• _Set exercise_:
Beginning with the line where "written like (359,146)." appears, repeat every remaining line of the entries exactly, the last line included.

• _Provided entries_:
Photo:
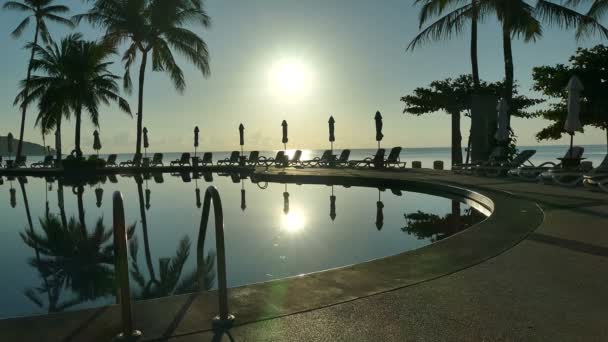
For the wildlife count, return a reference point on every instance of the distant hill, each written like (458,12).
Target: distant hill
(29,149)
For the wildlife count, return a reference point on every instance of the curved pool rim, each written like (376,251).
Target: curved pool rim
(512,219)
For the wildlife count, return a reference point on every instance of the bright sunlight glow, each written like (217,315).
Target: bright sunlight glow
(290,77)
(293,222)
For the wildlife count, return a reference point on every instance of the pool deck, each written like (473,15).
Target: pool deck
(536,270)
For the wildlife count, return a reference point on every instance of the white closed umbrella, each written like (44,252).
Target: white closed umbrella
(573,121)
(502,131)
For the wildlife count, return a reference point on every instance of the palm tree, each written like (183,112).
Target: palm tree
(40,10)
(516,17)
(153,29)
(566,16)
(449,24)
(78,70)
(72,258)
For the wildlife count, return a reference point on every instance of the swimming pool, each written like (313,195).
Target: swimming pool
(56,241)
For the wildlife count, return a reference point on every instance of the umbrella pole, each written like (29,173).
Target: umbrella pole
(571,143)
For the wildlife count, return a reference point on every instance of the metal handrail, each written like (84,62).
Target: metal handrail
(224,319)
(122,271)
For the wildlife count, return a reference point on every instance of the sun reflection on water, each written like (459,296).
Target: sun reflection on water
(294,221)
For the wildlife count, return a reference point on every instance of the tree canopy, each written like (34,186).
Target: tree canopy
(591,67)
(454,94)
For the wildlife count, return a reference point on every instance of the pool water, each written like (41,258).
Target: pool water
(56,239)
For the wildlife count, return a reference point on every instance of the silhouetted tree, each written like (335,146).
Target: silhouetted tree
(153,29)
(40,11)
(591,67)
(454,97)
(78,70)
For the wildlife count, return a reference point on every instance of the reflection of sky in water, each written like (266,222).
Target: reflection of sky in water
(283,231)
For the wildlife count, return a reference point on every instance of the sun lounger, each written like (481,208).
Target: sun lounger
(233,160)
(393,160)
(504,168)
(20,161)
(598,177)
(295,160)
(182,161)
(531,173)
(323,160)
(343,158)
(278,160)
(254,158)
(377,160)
(132,163)
(47,162)
(111,160)
(207,159)
(157,160)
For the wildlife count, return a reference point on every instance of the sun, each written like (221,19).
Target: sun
(290,77)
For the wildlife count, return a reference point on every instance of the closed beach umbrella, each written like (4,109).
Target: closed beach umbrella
(502,131)
(243,200)
(573,121)
(98,197)
(148,194)
(197,192)
(9,144)
(96,142)
(379,135)
(284,140)
(332,129)
(196,130)
(146,142)
(286,201)
(332,204)
(241,136)
(13,197)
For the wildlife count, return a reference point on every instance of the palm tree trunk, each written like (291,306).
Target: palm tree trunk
(474,59)
(80,191)
(140,99)
(456,138)
(144,225)
(60,202)
(58,141)
(25,91)
(508,56)
(77,137)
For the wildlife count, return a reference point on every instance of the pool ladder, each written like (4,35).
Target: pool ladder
(222,321)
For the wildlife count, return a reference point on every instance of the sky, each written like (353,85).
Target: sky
(300,61)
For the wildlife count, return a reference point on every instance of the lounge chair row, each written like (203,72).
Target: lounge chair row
(564,173)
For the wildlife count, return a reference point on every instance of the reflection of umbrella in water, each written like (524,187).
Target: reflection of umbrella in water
(284,140)
(379,212)
(241,137)
(502,131)
(332,204)
(243,200)
(9,144)
(197,193)
(13,197)
(196,130)
(96,142)
(146,142)
(286,201)
(148,193)
(98,196)
(573,122)
(332,130)
(379,135)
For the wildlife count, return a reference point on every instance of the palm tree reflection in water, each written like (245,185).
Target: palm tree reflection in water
(170,280)
(434,227)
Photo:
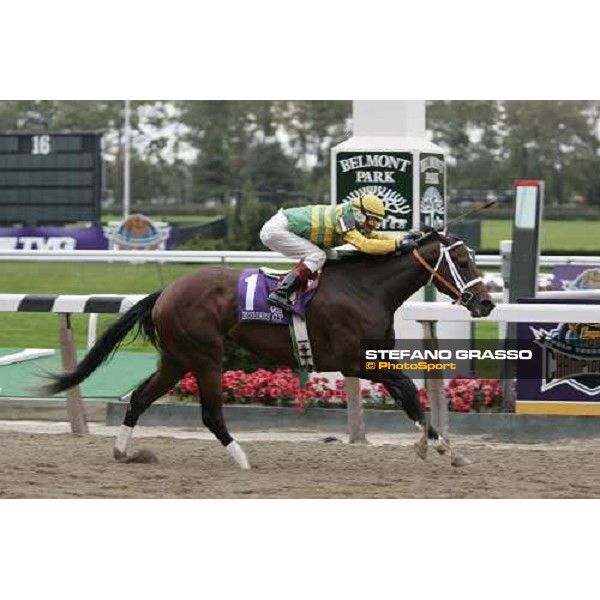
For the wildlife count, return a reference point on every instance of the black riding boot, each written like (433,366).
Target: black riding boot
(281,296)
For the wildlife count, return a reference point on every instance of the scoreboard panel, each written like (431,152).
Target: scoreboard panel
(50,178)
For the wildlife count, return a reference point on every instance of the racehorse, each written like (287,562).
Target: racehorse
(190,319)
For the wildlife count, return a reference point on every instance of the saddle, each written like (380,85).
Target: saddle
(253,306)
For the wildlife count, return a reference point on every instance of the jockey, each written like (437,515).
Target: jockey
(308,230)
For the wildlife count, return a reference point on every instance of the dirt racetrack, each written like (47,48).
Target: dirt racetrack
(59,465)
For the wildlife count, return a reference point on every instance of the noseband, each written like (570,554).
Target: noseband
(459,290)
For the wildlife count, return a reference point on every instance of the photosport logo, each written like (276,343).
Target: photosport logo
(570,356)
(449,358)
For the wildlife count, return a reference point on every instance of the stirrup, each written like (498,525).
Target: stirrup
(280,301)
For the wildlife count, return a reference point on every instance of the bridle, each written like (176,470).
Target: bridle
(460,287)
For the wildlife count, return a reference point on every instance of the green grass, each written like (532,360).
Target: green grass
(556,235)
(40,330)
(168,219)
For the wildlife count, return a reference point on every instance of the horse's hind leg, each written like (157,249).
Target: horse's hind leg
(158,384)
(405,393)
(209,384)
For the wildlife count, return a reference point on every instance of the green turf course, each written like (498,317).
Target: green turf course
(40,330)
(112,380)
(556,235)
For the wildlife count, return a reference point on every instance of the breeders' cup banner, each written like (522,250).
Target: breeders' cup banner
(388,175)
(567,357)
(135,232)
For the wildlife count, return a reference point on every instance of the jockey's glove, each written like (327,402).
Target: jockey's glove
(405,245)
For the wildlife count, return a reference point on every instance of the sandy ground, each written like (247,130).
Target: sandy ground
(43,460)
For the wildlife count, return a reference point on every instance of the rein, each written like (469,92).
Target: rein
(458,290)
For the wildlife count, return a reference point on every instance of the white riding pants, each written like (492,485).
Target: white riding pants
(276,236)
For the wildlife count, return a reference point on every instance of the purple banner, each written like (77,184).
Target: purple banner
(566,356)
(52,238)
(576,277)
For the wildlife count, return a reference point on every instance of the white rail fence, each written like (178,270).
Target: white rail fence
(224,257)
(410,311)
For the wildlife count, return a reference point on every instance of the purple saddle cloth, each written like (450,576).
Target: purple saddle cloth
(253,305)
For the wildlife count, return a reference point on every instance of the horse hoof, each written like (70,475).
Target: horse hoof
(119,456)
(359,440)
(458,460)
(421,450)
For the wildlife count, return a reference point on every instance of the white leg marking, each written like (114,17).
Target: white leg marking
(238,454)
(123,439)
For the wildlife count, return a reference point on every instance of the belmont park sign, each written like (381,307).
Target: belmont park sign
(411,184)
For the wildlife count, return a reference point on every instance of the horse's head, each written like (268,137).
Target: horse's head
(453,270)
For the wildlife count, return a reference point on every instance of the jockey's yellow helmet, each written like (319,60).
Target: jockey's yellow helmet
(370,205)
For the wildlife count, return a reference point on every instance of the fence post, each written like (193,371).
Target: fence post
(435,383)
(356,415)
(75,408)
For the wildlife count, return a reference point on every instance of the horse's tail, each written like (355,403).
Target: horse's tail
(139,314)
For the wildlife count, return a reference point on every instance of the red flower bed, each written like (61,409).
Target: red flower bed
(474,394)
(282,388)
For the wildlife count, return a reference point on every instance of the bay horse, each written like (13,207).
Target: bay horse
(357,297)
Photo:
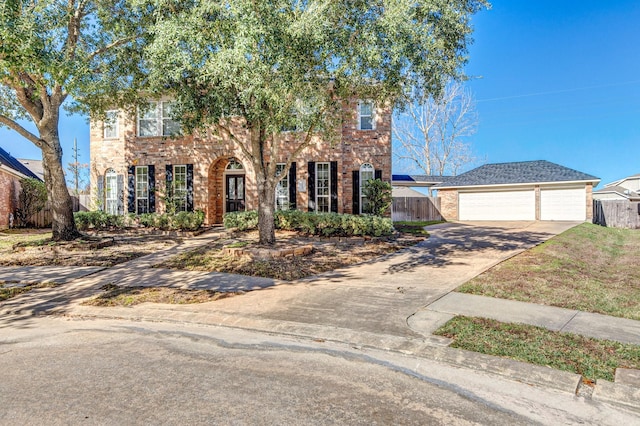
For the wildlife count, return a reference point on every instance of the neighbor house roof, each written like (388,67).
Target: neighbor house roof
(403,191)
(417,180)
(620,190)
(517,173)
(8,161)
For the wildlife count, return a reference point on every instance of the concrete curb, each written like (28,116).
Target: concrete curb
(433,347)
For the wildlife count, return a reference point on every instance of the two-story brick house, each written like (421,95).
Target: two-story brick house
(134,161)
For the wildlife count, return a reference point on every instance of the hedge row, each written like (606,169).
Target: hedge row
(324,224)
(182,221)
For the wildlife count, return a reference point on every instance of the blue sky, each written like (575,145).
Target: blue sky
(554,80)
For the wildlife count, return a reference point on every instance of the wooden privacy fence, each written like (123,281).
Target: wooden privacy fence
(616,213)
(413,209)
(43,218)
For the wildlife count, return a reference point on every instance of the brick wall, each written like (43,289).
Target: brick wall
(209,153)
(9,191)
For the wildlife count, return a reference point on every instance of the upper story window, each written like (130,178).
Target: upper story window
(111,191)
(110,126)
(366,115)
(157,120)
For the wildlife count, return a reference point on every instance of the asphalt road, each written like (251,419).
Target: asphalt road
(57,371)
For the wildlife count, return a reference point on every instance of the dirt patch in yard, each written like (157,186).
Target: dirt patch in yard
(587,268)
(327,254)
(35,248)
(128,296)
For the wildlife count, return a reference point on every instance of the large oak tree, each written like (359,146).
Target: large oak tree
(279,63)
(51,50)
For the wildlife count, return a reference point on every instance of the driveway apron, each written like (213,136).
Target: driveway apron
(380,296)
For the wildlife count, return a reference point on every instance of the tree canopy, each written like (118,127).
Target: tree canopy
(53,50)
(282,63)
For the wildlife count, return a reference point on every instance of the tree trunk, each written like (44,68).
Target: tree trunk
(266,210)
(63,224)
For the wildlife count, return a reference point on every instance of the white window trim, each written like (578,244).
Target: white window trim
(147,188)
(363,168)
(373,115)
(184,190)
(160,119)
(280,186)
(107,125)
(328,197)
(113,176)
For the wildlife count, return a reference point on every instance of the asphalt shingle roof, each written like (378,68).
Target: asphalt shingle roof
(7,160)
(515,173)
(419,178)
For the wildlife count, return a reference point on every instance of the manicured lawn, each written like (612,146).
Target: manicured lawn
(588,268)
(327,255)
(592,358)
(128,296)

• _Result of the exercise_:
For the wildlife count, return a reference point on every instance of the large oak tree, each written like (359,146).
Target: large oak tree
(279,63)
(51,50)
For the wildlife count, return a reference point on every instance of the driveway apron, each written like (213,136).
Target: driveway apron
(380,296)
For the wildlife count, return a reference point on every instance of the tree canopy, each written like (118,127).
Target: tree canopy
(53,50)
(282,63)
For the wildlife count, return a reference point on every instance of the tree trunk, each written like (44,68).
Target: tree trunk
(266,210)
(63,224)
For the wildlife count, return a reference point on every instance of the white window trim, each written like (578,244).
Target: white window trim
(147,188)
(363,168)
(373,115)
(184,190)
(160,119)
(280,186)
(107,125)
(328,197)
(113,176)
For the wildlife count, return a reference point on every instance of the asphalt shingle roof, each written like (378,68).
Target: asphalt shingle roof
(7,160)
(515,173)
(419,178)
For the wildlife count, return a reference point on every instance of the manicured lawn, each written like (612,146).
Target: manicured lawn
(588,268)
(327,255)
(592,358)
(128,296)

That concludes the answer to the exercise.